▸ TO DO: In the review of the Jessica Stockholder sculpture show below, copy the passage between "It took a shrug" and "esteemed wine collection.", inclusive, word for word.
## Start PAGE EXCERPT
• A Celebration of Regurgitated Domestica – Jason Benjamin

    Date posted: June 9, 2006 Author: jolanta

    A Celebration of Regurgitated Domestica

    Jason Benjamin

    It took a shrug and a touch of cheerful humility to get inside the doors to Jessica Stockholder’s Table Top Sculpture show at Gorney Bravin & Lee. How many sunny Sundays have I spent stepping over similar disposable plastic clusters at a sidewalk sale while tossing a sympathetic half-smile to the kids in sandals and frumpy frocked grandmothers peddling these never-have-beens? I recall my own basement and storage closets filled with banal items too mundane but practical to be tossed out. Last decade’s lamps, buckets, picture frames, area rugs and swim gear clog space where Lotto winnings could have filled an esteemed wine collection.  

    from left)Jessica Stockholder, (372) not titled, 2003, mixed media, installed 68x40x45 in Jessica Stockholder, (373) not titled, 2003, mixed media, installed 45x80x14 in Jessica Stockholder, (381) not titled, 2003, mixed media, installed 58.5x53x30 in

    from left)Jessica Stockholder, (372) not titled, 2003, mixed media, installed 68x40x45 in Jessica Stockholder, (373) not titled, 2003, mixed media, installed 45x80x14 in Jessica Stockholder, (381) not titled, 2003, mixed media, installed 58.5x53x30 in
     
    In one sweeping
    view of the gallery, the eye takes in a garish array of sculptures composed
    of apparently valueless, domestic items such as soft plastic buckets, plates,
    folds of carpet, fake fur mats, tin foil, old lamps and bottles, all strapped
    together with tape, mashed with paint, stuck with nails and spilled over forlorn
    wooden chairs and tables. Paint is thick, lumpy, primary and bright, oozing
    and splashed over their equally colorful landscapes. Black pleather furniture
    is arranged conversationally on a shag red carpet at the entrance of the gallery,
    tearing away from modern sheen. To the sides hang framed works from a mishmash
    of artists selected by Stockholder, a seemingly random assortment that compliments
    the sculpture within and further adds to the forlorn “family den”
## End PAGE EXCERPT
## Start MATERIAL PROVIDED
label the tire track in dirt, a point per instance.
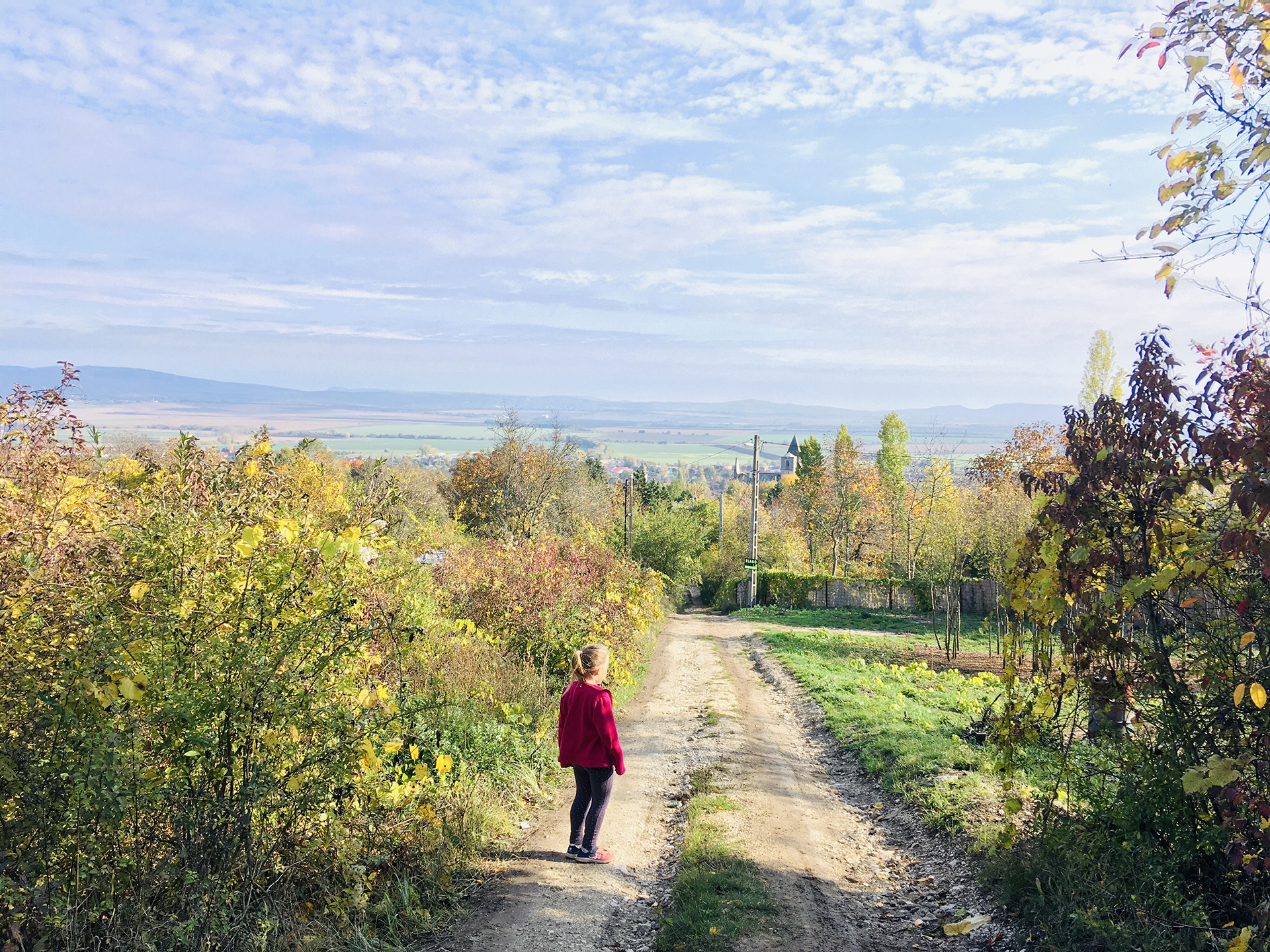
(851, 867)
## End MATERIAL PROVIDED
## Start MATERIAL PROVIDED
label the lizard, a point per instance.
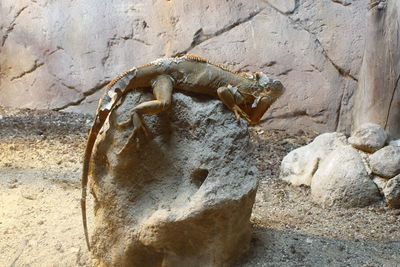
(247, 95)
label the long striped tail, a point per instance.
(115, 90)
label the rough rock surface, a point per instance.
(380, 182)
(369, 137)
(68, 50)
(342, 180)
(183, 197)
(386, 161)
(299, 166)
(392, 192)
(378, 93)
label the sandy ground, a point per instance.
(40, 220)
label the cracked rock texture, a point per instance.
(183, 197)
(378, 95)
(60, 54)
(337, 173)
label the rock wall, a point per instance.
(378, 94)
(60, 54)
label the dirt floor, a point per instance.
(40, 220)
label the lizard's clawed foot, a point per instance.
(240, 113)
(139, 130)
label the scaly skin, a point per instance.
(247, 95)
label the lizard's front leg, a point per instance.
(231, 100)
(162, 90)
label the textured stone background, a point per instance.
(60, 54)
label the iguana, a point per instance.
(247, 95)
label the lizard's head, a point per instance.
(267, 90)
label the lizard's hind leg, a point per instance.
## End MATERIAL PROVIDED
## Start MATERIAL PROVIDED
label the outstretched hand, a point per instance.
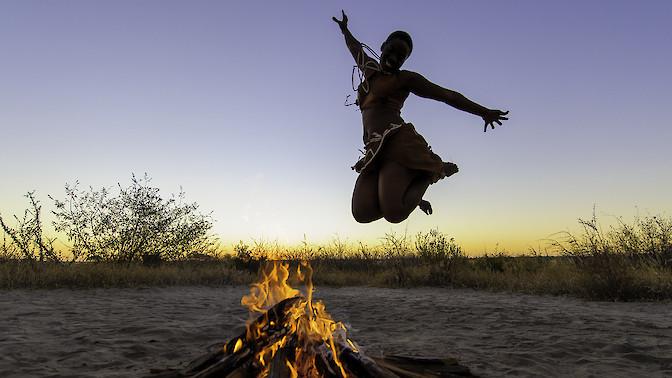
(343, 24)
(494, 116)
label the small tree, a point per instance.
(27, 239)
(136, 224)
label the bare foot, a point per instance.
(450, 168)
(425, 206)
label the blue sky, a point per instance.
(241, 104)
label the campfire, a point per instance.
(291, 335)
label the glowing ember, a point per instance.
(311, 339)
## End MATERIAL PROVIDED
▸ REPLY TO THE TASK:
It took a shrug and a touch of cheerful humility to get inside the doors to Jessica Stockholder’s Table Top Sculpture show at Gorney Bravin & Lee. How many sunny Sundays have I spent stepping over similar disposable plastic clusters at a sidewalk sale while tossing a sympathetic half-smile to the kids in sandals and frumpy frocked grandmothers peddling these never-have-beens? I recall my own basement and storage closets filled with banal items too mundane but practical to be tossed out. Last decade’s lamps, buckets, picture frames, area rugs and swim gear clog space where Lotto winnings could have filled an esteemed wine collection.